● **SET TASK**
Copy the material word for word, from its very first line up to and including the line that contains "226 70 L 228".

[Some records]

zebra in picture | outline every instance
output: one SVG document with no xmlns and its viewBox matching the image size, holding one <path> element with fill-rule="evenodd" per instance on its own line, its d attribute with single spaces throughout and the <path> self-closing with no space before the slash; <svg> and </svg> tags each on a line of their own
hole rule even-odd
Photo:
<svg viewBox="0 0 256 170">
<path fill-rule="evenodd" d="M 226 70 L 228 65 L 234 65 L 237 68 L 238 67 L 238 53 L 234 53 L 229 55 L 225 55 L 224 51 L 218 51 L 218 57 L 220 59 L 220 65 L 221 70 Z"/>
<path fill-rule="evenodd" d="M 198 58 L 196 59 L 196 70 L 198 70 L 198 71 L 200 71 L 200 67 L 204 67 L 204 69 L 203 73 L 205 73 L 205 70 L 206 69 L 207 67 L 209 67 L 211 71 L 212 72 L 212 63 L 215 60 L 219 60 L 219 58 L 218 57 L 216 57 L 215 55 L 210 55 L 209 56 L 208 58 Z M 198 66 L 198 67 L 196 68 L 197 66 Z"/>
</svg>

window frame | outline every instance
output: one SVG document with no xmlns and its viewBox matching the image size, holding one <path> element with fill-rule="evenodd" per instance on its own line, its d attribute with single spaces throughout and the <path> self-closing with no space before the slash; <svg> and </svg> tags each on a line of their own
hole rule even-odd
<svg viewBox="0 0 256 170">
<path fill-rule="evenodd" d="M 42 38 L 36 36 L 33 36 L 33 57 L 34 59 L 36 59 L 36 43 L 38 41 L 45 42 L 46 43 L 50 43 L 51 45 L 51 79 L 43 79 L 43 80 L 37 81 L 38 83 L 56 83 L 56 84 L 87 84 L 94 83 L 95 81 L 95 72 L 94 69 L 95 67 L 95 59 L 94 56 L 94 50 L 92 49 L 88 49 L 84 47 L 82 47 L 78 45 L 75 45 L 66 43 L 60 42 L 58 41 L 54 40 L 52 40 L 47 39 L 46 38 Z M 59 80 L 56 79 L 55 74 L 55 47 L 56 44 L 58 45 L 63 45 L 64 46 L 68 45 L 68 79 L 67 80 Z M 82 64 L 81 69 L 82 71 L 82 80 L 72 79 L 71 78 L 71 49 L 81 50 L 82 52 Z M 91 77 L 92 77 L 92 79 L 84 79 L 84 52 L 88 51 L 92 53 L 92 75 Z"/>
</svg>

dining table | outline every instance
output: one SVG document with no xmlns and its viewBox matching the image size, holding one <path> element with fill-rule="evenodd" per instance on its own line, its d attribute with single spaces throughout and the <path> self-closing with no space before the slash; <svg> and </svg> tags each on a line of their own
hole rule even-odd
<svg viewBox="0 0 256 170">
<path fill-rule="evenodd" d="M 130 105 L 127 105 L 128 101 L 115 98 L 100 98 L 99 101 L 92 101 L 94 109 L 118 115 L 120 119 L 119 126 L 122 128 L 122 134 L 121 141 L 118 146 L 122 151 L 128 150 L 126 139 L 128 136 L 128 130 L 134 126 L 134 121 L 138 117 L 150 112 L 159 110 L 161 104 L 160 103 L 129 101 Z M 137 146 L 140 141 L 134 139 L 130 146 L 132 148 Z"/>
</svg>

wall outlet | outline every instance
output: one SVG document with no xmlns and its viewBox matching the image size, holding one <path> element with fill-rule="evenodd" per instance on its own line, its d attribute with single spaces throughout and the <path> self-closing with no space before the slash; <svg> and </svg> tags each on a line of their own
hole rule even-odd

● **THE RESULT**
zebra in picture | outline every instance
output: one SVG document with no xmlns and its viewBox matching the image size, holding one <path> element with fill-rule="evenodd" per instance on its own line, its d attribute with single spaces throughout and the <path> self-closing with no space before the slash; <svg> and </svg> tags each on a line of their own
hole rule even-odd
Photo:
<svg viewBox="0 0 256 170">
<path fill-rule="evenodd" d="M 226 70 L 228 65 L 234 65 L 237 68 L 238 67 L 238 53 L 234 53 L 229 55 L 225 55 L 224 51 L 218 51 L 218 57 L 220 59 L 220 65 L 221 70 Z"/>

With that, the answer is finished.